Page excerpt:
################

Unemployment Diary: Foxes and Hedgehogs
The fox knows many things, but the hedgehog knows one big thing.
Archilochus, by way of The Hedgehog and the Fox: An Essay on Tolstoy’s View of History by Isaiah Berlin
March 23, 2009
At an out-placement services orientation I attended recently, the moderator asked us to raise our hands if we consider ourselves “detail-oriented.” Easily 80% of the attendees shot up a hand; I didn’t.
The moderator’s point was that we shouldn’t put stock phrases like “detail-oriented” on our resumes; if 80% of the resumes coming through a hiring manager tout attention to detail, then that’s a wasted piece of information that does nothing to differentiate one from the other. And that’s certainly true enough; but I found the preponderance of self-confessed detail-oriented people in the room to be the more interesting fact.
I’ve met a lot of people in IT whould would consider themselves detail-oriented: they like the nitty-gritty, bit-by-bit parts of technology, the hardware switches and minutiae of XML and the finer points of Struts configuration. This audience, though, wasn’t predominantly IT; at my table, there was a medical supplies salesman, an HR specialist, and a project manager; they all raised their hands. An interest in detail appears to cut across professions. It may be related to the specialization and compartmentalization of the modern world, or perhaps it’s a symptom of a flight from complexity.
Isiah Berlin writes about the “hedgehog” and the “fox.” The hedgehog knows one big thing; the fox knows many small things.
At first glance, it might seem that the fox is detail oriented, and the hedgehog is the big-picture thinker. But in fact, it’s just the opposite; the hedgehog is so narrowly focused on his one big thing, his unary vision of the world, that his interest is really in the details. His world is highly vertical, with the fine details tied to the cosmic plane in a neat and constrained chain of being. Indeed, I would argue, his cosmic understanding is derived entirely from the earthly details that draw his attention: the hedgehog’s god lives in a glorious burrow and dispenses tasty roots to his faithful, because those are the things that concern terrestrial hedgehogs.

################

Instructions:
(A) In the unemployment diary entry, roughly what share of the attendees raised a hand when asked whether they were detail-oriented?
(B) Recast the paragraph of the unemployment diary entry that begins "I’ve met a lot of people in IT" as a short bulleted list that keeps its main facts.
(C) Carry on the unemployment diary entry about foxes and hedgehogs, picking up after its final sentence.

Data below:
################

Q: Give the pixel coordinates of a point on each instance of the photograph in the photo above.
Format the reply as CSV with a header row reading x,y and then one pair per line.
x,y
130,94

################

Expected results:
(A) Easily 80% of the attendees raised a hand.

(B)
- Many people in IT consider themselves detail-oriented and enjoy the nitty-gritty of technology, such as hardware switches, XML minutiae and Struts configuration.
- The orientation audience was mostly not from IT. At the writer's table sat a medical supplies salesman, an HR specialist and a project manager, and all of them raised their hands.
- An interest in detail seems to cut across professions.
- It may stem from the specialization and compartmentalization of the modern world, or it may be a symptom of a flight from complexity.

(C)
The fox is less concerned about the details of things. He’s constantly moving, curious, and ruthlessly practical in his thinking. The fox doesn’t commit himself to a grand unified theory; instead, he borrows bits and pieces of theories based on their utility, and doesn’t worry too much about how, or even whether, they make any consistent sense. A theory is only as valuable as its utility: if an idea gets the fox fed, or lets him escape the hounds, then it’s a good idea and might go into the toolbox for another day.
Most of the job descriptions I see in my field call for hedgehogs. They’re looking for long and deep experience in a few technologies, and in interviews there’s a lot of attention on detailed (I might almost say trivial) knowledge. A fox’s approach to this conundrum is to tailor the resume to the job, omitting the pieces that don’t apply to the specific job at hand, and to do some last minute cramming on the details that didn’t prove useful in actually using the technology.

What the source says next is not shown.